▸ **Problem statement**: In the listing below, find each line containing "Target" and report it.

▸ **Supplied data**:

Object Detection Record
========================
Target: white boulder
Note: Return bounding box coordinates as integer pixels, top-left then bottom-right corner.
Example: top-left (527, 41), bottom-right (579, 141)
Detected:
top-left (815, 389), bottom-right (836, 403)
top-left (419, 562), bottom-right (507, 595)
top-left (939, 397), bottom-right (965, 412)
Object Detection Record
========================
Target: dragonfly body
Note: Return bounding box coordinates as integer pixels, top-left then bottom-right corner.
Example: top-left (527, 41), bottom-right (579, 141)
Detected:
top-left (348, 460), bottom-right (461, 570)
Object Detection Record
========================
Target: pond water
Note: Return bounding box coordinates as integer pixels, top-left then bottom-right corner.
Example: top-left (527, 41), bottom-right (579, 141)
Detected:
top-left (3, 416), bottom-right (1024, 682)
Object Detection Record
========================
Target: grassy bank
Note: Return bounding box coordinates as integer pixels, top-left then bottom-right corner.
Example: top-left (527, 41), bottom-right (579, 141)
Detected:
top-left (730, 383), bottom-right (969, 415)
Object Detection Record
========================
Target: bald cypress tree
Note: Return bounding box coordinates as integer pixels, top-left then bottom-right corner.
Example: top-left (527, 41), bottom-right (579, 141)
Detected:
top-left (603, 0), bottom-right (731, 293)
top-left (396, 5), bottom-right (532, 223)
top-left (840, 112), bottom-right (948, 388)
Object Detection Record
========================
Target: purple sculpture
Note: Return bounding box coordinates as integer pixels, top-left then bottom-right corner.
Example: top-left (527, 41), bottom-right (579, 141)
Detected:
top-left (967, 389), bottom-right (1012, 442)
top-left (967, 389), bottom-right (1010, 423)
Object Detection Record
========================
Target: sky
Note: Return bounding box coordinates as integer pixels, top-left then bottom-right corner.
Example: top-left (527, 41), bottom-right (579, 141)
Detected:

▸ **Result for this task**:
Target: white boulder
Target: dragonfly body
Target: pond water
Target: grassy bank
Target: bald cypress tree
Target: purple sculpture
Target: sky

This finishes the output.